=== Section Start ===

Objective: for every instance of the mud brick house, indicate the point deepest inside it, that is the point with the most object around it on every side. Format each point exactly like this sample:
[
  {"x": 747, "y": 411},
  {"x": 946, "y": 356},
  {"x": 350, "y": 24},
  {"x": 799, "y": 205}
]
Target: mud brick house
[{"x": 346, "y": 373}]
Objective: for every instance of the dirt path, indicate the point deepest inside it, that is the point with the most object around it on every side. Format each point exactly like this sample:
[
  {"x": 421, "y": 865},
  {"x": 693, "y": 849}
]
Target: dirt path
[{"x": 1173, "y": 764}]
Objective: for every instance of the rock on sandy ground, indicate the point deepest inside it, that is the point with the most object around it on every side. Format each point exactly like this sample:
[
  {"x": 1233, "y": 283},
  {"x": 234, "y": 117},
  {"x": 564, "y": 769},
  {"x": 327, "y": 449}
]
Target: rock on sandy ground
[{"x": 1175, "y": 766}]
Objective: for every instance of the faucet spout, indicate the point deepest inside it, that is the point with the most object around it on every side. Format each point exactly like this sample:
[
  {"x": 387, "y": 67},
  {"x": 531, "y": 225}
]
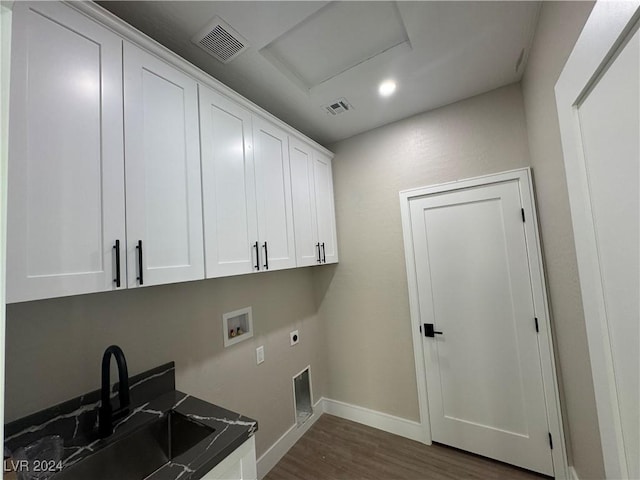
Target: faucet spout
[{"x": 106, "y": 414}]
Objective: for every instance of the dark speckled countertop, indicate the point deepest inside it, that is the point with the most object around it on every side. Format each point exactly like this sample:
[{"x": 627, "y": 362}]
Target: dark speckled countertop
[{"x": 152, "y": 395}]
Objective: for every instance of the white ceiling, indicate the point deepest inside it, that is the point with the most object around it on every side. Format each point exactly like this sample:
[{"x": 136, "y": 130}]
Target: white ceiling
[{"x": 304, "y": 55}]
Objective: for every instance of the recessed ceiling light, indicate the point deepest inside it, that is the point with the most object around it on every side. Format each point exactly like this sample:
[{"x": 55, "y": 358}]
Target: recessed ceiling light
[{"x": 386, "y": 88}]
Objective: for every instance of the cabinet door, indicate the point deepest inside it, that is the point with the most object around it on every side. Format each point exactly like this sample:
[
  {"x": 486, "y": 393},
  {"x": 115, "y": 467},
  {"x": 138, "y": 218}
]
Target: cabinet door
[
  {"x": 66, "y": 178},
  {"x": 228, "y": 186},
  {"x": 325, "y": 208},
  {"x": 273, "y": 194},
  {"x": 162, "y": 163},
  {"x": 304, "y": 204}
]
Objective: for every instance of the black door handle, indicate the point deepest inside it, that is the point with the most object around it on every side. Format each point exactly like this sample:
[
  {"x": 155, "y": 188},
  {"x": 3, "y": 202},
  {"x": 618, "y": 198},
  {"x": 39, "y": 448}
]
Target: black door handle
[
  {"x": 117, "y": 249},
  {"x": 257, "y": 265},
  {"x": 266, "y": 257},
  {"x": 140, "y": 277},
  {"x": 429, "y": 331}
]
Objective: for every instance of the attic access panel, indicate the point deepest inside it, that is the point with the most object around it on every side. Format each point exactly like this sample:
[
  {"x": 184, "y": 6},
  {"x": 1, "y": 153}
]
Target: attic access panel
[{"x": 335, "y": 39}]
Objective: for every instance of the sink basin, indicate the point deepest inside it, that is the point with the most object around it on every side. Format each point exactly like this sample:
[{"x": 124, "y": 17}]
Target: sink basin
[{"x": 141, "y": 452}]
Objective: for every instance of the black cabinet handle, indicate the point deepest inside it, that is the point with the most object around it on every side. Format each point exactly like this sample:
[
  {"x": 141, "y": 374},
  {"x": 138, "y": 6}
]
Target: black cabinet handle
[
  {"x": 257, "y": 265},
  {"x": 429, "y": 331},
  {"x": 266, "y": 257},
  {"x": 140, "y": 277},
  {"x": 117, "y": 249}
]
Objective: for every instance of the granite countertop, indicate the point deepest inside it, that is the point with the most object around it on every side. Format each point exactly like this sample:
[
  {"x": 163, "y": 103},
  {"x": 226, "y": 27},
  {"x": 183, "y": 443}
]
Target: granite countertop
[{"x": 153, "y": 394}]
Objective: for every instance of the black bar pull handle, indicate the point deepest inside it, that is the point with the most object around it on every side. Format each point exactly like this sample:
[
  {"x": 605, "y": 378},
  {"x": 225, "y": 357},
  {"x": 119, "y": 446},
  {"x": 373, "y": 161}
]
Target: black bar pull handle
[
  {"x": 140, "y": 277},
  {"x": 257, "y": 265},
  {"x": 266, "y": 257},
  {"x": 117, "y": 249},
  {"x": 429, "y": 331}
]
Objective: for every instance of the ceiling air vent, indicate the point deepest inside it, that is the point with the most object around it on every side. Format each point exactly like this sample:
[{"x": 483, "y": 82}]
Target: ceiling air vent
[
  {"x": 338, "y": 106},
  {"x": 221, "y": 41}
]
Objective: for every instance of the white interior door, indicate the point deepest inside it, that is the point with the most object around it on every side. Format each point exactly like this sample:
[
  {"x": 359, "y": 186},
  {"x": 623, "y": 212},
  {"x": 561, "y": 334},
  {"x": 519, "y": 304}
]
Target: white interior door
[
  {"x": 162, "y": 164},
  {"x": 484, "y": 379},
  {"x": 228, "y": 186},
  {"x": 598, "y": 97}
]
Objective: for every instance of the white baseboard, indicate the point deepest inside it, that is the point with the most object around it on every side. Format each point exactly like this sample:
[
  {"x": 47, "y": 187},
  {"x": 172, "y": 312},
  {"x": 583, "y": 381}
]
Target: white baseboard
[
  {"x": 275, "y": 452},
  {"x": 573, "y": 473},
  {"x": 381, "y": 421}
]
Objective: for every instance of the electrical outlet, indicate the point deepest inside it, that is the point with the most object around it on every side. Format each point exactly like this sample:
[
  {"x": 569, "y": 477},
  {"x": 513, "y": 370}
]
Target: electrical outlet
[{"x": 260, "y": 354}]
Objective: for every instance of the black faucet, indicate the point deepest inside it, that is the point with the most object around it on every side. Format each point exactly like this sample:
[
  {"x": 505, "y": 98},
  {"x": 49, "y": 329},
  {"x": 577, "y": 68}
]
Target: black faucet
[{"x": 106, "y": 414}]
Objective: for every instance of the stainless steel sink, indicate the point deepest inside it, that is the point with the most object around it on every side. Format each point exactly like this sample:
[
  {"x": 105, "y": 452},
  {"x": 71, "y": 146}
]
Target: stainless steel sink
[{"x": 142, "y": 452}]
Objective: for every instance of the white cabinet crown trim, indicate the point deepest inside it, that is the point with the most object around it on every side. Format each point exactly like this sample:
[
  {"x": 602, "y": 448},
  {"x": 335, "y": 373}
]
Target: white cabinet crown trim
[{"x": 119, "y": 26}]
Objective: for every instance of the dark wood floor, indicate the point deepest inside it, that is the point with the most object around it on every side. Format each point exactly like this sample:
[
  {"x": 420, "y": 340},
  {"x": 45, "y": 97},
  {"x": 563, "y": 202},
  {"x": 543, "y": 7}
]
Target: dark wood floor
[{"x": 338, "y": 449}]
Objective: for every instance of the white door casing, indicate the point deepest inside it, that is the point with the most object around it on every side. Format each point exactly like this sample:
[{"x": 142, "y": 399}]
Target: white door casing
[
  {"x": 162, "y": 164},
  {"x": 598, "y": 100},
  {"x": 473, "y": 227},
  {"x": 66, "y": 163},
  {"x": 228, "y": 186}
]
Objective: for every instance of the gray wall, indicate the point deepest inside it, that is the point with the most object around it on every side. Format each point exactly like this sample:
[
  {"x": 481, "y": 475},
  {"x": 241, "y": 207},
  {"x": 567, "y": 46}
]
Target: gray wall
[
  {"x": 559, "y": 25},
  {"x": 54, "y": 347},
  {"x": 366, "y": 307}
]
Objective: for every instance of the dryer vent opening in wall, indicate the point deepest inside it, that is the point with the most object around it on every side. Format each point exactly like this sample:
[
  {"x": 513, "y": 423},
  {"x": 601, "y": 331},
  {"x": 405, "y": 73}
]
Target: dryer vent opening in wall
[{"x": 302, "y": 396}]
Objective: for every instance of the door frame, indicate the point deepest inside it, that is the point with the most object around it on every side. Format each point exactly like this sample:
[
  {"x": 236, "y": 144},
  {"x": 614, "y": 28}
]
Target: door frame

=== Section End ===

Action item |
Copy all lines of the preceding data that hold the word "frame".

Problem solution |
Objective: for every instance of the door frame, indicate the point deepest inside it, that is the point with the most object around it on every side. Format each point exactly like this sample:
Target: door frame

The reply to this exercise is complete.